Convert every line of the records below into a Markdown table with the columns "No." and "Line". Number each line in order, and leave out blank lines.
________
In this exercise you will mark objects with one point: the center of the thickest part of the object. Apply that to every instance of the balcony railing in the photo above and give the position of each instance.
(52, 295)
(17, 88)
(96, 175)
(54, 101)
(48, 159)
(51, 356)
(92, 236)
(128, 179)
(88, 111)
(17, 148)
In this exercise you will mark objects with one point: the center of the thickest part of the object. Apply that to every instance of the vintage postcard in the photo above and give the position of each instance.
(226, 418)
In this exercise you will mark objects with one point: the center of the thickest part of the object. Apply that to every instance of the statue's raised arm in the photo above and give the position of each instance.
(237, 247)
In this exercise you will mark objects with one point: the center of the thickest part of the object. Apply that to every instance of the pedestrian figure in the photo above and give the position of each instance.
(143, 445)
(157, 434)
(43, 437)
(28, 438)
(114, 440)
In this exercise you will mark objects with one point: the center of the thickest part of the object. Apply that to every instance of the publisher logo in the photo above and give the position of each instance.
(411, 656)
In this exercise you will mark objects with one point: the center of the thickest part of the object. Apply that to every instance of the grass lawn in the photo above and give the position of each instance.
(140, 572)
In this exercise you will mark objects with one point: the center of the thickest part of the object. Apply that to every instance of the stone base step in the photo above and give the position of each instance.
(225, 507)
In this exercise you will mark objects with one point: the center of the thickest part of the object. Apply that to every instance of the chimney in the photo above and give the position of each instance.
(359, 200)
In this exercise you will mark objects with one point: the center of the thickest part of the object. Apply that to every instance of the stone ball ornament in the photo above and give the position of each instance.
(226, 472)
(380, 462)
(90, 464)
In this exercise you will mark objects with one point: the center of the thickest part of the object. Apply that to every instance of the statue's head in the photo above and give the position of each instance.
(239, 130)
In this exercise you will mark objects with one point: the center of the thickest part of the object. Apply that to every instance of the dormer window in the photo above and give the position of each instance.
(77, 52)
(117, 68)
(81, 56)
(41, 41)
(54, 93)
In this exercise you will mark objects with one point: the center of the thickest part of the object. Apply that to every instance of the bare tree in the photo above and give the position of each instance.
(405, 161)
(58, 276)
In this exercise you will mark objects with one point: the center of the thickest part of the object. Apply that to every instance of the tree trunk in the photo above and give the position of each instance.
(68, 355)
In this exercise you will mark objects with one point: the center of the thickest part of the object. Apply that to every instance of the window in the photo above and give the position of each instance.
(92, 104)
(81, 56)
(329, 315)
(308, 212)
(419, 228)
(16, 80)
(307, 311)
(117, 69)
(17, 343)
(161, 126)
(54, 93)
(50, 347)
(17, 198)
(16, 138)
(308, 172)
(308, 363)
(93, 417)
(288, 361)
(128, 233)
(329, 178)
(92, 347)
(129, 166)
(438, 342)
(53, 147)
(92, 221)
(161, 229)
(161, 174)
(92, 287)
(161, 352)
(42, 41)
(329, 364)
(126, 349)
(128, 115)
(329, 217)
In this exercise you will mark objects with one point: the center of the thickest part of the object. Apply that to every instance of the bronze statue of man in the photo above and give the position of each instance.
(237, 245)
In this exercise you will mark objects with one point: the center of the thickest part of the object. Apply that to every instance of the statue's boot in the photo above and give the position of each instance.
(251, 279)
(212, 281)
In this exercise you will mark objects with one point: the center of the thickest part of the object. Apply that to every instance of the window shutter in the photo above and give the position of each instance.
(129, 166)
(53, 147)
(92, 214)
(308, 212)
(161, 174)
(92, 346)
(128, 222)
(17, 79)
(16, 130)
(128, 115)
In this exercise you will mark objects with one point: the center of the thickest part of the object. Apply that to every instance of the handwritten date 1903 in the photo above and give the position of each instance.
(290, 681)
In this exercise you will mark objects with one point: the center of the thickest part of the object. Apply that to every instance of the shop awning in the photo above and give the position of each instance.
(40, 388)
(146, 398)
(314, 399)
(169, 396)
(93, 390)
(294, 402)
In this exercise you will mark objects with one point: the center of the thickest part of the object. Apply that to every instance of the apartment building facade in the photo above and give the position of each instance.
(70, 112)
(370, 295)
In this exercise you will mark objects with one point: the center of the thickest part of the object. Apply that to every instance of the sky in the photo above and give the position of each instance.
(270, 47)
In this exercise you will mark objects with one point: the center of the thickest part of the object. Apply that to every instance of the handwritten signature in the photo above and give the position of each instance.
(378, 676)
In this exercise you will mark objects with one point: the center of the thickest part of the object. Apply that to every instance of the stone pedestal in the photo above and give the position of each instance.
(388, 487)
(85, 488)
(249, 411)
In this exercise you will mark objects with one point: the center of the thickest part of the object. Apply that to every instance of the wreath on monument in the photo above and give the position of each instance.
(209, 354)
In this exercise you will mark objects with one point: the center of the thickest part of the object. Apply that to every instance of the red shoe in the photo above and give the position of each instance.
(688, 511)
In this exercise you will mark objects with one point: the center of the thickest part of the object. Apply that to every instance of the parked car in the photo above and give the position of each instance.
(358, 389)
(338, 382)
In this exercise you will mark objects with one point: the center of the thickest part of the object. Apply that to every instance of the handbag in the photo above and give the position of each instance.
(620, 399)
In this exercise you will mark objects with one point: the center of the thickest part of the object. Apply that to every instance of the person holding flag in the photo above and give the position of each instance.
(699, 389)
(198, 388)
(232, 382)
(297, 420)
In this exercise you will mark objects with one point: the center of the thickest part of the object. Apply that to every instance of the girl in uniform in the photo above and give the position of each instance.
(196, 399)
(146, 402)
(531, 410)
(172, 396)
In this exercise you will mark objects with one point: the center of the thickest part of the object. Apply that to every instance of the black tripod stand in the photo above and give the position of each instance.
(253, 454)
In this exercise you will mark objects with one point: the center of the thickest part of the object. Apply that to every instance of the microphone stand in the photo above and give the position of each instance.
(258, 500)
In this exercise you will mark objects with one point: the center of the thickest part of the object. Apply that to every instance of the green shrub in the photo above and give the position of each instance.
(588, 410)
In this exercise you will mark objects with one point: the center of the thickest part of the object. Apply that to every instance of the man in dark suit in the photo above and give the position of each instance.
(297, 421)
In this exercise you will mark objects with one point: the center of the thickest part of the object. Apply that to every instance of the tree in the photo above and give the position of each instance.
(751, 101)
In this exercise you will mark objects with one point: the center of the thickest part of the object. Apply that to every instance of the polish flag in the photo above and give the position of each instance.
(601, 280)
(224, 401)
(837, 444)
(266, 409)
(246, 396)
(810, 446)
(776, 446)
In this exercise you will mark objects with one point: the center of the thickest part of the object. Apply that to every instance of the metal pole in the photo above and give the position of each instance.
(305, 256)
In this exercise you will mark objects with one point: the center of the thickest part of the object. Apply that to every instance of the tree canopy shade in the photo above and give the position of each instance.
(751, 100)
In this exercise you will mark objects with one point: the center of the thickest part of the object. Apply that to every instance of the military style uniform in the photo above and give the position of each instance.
________
→ Task output
| No. | Line |
|---|---|
| 1 | In this exercise you will mark objects with one point: the center of the thickest part of the object. Apply that to every instance of the balcony railing in the photo above and give the position of each instance. |
| 2 | (52, 295) |
| 3 | (17, 88) |
| 4 | (96, 175) |
| 5 | (54, 101) |
| 6 | (48, 159) |
| 7 | (51, 356) |
| 8 | (92, 236) |
| 9 | (128, 179) |
| 10 | (88, 111) |
| 11 | (17, 148) |
| 12 | In this exercise you will mark objects with one point: the center of the thickest part of the object. Apply that to every instance of the vintage postcard in the photo above and give the position of each instance. |
| 13 | (226, 418) |
| 14 | In this exercise you will mark objects with one point: the center of the thickest part of the object. Apply that to every instance of the statue's raised arm in the photo above and give the position of each instance. |
| 15 | (237, 247) |
| 16 | In this exercise you will mark objects with one point: the center of the thickest part of the object. Apply that to every instance of the pedestrian figure in the photo above and give the position of each instance. |
| 17 | (143, 445) |
| 18 | (157, 434) |
| 19 | (43, 437) |
| 20 | (28, 438) |
| 21 | (114, 440) |
| 22 | In this exercise you will mark objects with one point: the center of the thickest part of the object. Apply that to every instance of the publisher logo in the photo above and give the position of each instance. |
| 23 | (411, 656) |
| 24 | In this exercise you will mark objects with one point: the center of the thickest part of the object. Apply that to every instance of the grass lawn in the photo above and give the position of each instance. |
| 25 | (140, 572) |
| 26 | In this exercise you will mark objects with one point: the center of the thickest part of the object. Apply that to every instance of the stone base step in the photo above and give the position of each instance. |
| 27 | (225, 507) |
| 28 | In this exercise you will mark objects with one point: the center of the thickest part of the object. Apply that to every instance of the chimney in the photo above and give the position of each instance. |
| 29 | (359, 200) |
| 30 | In this exercise you will mark objects with one point: the center of the thickest part of the object. Apply that to every instance of the stone ball ornament in the photo above and give the position of each instance. |
| 31 | (226, 472) |
| 32 | (380, 462) |
| 33 | (90, 464) |
| 34 | In this exercise you will mark objects with one point: the center of the thickest part of the object. Apply that to every instance of the statue's head in the photo above and give the position of each instance. |
| 35 | (239, 130) |
| 36 | In this exercise you will mark objects with one point: the center of the thickest part of the object. Apply that to every instance of the dormer window in the photo above and give the position of each instance. |
| 37 | (77, 52) |
| 38 | (117, 68) |
| 39 | (81, 56) |
| 40 | (41, 41) |
| 41 | (54, 93) |
| 42 | In this exercise you will mark objects with one point: the center of the thickest part of the object. Apply that to every instance of the bare tree in the photo above and give the position of each instance. |
| 43 | (405, 161) |
| 44 | (58, 276) |
| 45 | In this exercise you will mark objects with one point: the center of the thickest part of the object. Apply that to every instance of the tree trunk in the photo above and give the position of each instance. |
| 46 | (68, 355) |
| 47 | In this exercise you will mark objects with one point: the center of the thickest part of the object. Apply that to every instance of the window in the photo above and give the position of each instance. |
| 48 | (92, 104) |
| 49 | (81, 56) |
| 50 | (329, 315) |
| 51 | (308, 212) |
| 52 | (419, 228) |
| 53 | (16, 80) |
| 54 | (307, 311) |
| 55 | (117, 69) |
| 56 | (17, 343) |
| 57 | (161, 126) |
| 58 | (54, 93) |
| 59 | (50, 347) |
| 60 | (17, 198) |
| 61 | (16, 138) |
| 62 | (308, 172) |
| 63 | (308, 363) |
| 64 | (93, 417) |
| 65 | (288, 361) |
| 66 | (128, 233) |
| 67 | (329, 178) |
| 68 | (92, 347) |
| 69 | (129, 166) |
| 70 | (438, 342) |
| 71 | (53, 147) |
| 72 | (92, 221) |
| 73 | (161, 229) |
| 74 | (161, 174) |
| 75 | (92, 287) |
| 76 | (161, 352) |
| 77 | (42, 41) |
| 78 | (329, 364) |
| 79 | (126, 349) |
| 80 | (128, 115) |
| 81 | (329, 217) |
| 82 | In this exercise you will mark objects with one point: the center of the thickest part of the object. Apply that to every instance of the bronze statue of man in the photo above and give the position of each instance. |
| 83 | (237, 245) |
| 84 | In this exercise you will mark objects with one point: the center of the thickest part of the object. Apply that to every instance of the statue's boot in the photo above and give the position of each instance. |
| 85 | (251, 279) |
| 86 | (212, 281) |
| 87 | In this exercise you will mark objects with one point: the center of the thickest part of the object. Apply that to every instance of the window shutter in the photo above and give the position of each instance. |
| 88 | (129, 166) |
| 89 | (53, 147) |
| 90 | (92, 214) |
| 91 | (308, 212) |
| 92 | (161, 174) |
| 93 | (92, 346) |
| 94 | (128, 222) |
| 95 | (17, 79) |
| 96 | (16, 130) |
| 97 | (128, 115) |
| 98 | In this exercise you will mark objects with one point: the center of the thickest part of the object. Apply that to every instance of the handwritten date 1903 in the photo above and give the position of each instance. |
| 99 | (290, 681) |
| 100 | In this exercise you will mark objects with one point: the center of the thickest part of the object. Apply that to every instance of the shop awning in the photo above and give the position of each instance. |
| 101 | (40, 388) |
| 102 | (146, 398) |
| 103 | (314, 399) |
| 104 | (169, 396) |
| 105 | (93, 390) |
| 106 | (294, 402) |
| 107 | In this exercise you will mark objects with one point: the center of the thickest part of the object. Apply that to every instance of the apartment building facade in the photo above and give the position of each instance. |
| 108 | (70, 112) |
| 109 | (370, 295) |
| 110 | In this exercise you will mark objects with one point: the center of the thickest part of the object. Apply that to every instance of the sky in the photo above and give the position of each instance. |
| 111 | (270, 47) |
| 112 | In this exercise you will mark objects with one point: the center of the thickest part of the object. Apply that to every instance of the handwritten signature in the photo above and give the position of each instance. |
| 113 | (378, 676) |
| 114 | In this exercise you will mark objects with one point: the center of the thickest part of the object. Apply that to every instance of the stone pedestal in the photo above and give the position of each instance. |
| 115 | (388, 487) |
| 116 | (85, 488) |
| 117 | (249, 411) |
| 118 | In this exercise you will mark objects with one point: the center of the thickest part of the object. Apply that to every instance of the wreath on monument in the photo above and give the position of each instance. |
| 119 | (209, 354) |
| 120 | In this exercise you will mark objects with one point: the center of the thickest part of the object. Apply that to every instance of the red shoe in the photo above and give the position of each instance. |
| 121 | (688, 511) |
| 122 | In this exercise you will mark objects with one point: the center of the thickest part of the object. Apply that to every instance of the parked car in the photo above and give the position of each instance. |
| 123 | (358, 389) |
| 124 | (338, 382) |
| 125 | In this exercise you will mark objects with one point: the center of the thickest part of the object. Apply that to every instance of the handbag in the photo above and give the position of each instance. |
| 126 | (620, 399) |
| 127 | In this exercise you will mark objects with one point: the center of the thickest part of the object. Apply that to every instance of the person holding flag in the photo above and give the position of each instance. |
| 128 | (699, 389) |
| 129 | (198, 388) |
| 130 | (232, 382) |
| 131 | (297, 420) |
| 132 | In this exercise you will mark objects with one point: the center of the thickest part of the object. Apply that to every instance of the girl in uniform in the photo above and give the position of each instance. |
| 133 | (196, 399) |
| 134 | (146, 402) |
| 135 | (531, 410) |
| 136 | (172, 396) |
| 137 | In this exercise you will mark objects with one point: the center of the thickest part of the object. Apply that to every instance of the black tripod stand in the photo above and give the position of each instance. |
| 138 | (253, 454) |
| 139 | In this exercise you will mark objects with one point: the center of the thickest part of the object. Apply that to every instance of the microphone stand in the photo above and give the position of each instance. |
| 140 | (258, 500) |
| 141 | In this exercise you will mark objects with one point: the center of the thickest part of the object. Apply that to every instance of the green shrub in the photo above and give the position of each instance. |
| 142 | (588, 410) |
| 143 | In this exercise you will mark objects with one point: the center of the thickest part of the object. Apply that to every instance of the man in dark suit in the photo above and give the position of each instance. |
| 144 | (297, 421) |
| 145 | In this exercise you will mark objects with one point: the center of the thickest part of the object. Apply that to every instance of the tree in the photo above and give the position of each instance. |
| 146 | (751, 101) |
| 147 | In this exercise you will mark objects with one point: the center of the thickest part of the object. Apply that to every instance of the polish flag in the photo above and give the position of each instance. |
| 148 | (601, 280) |
| 149 | (224, 401) |
| 150 | (837, 444) |
| 151 | (266, 409) |
| 152 | (246, 396) |
| 153 | (810, 446) |
| 154 | (776, 446) |
| 155 | In this exercise you will mark objects with one point: the center of the thickest part of the object. Apply that to every instance of the metal pole in the photo above and give the position of each instance. |
| 156 | (305, 256) |
| 157 | In this exercise you will mark objects with one point: the center of the thickest part of the object. Apply that to every instance of the tree canopy shade in the photo above and give the position of each instance. |
| 158 | (751, 100) |
| 159 | In this exercise you will mark objects with one point: the center of the thickest part of the object. Apply that to every instance of the military style uniform in the photo above and give the position of each instance. |